• PROBLEM STATEMENT:
Look through the data below for the line with "positive clicks: (27, 37)" and the line with "box: [0, 0, 179, 299]", then output those two and all lines in between, exactly as written.

• DATA EXTRACT:
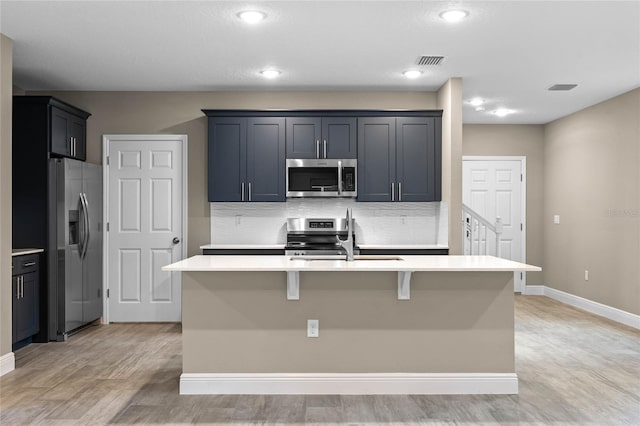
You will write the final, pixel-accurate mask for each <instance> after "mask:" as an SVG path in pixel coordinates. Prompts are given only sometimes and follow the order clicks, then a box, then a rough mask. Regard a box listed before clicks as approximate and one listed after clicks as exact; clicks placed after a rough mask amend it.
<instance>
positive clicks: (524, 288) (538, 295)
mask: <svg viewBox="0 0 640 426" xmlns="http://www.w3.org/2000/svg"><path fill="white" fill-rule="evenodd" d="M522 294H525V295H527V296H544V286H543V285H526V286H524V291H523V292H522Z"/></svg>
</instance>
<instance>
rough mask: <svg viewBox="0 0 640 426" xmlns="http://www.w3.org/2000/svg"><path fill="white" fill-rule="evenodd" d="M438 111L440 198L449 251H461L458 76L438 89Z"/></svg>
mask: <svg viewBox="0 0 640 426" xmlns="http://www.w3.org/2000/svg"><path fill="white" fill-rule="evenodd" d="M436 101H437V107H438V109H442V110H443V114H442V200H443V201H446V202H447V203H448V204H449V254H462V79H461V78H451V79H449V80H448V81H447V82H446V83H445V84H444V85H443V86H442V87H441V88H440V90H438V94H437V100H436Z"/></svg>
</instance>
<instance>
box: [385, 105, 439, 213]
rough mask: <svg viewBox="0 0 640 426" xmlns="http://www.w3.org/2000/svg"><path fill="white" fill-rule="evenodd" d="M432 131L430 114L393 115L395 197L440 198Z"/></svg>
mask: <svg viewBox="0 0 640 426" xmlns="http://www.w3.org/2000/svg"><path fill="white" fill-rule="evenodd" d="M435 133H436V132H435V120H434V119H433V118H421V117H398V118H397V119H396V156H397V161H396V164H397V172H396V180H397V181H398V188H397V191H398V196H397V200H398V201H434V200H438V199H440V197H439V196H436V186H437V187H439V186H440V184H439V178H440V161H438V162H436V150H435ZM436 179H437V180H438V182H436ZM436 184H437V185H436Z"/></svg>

---

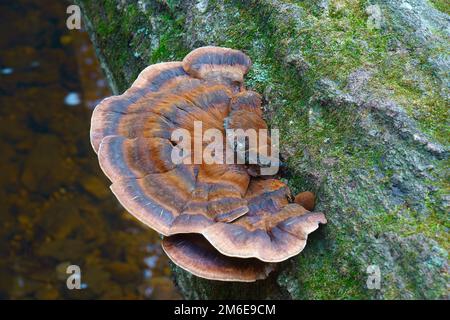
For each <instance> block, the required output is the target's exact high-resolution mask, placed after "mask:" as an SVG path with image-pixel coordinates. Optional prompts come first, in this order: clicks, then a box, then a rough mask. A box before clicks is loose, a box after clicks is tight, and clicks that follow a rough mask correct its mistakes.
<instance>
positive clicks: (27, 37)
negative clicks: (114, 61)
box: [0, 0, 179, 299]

• EXERCISE RESPONSE:
positive clicks: (27, 37)
negative clicks: (114, 61)
box: [0, 0, 179, 299]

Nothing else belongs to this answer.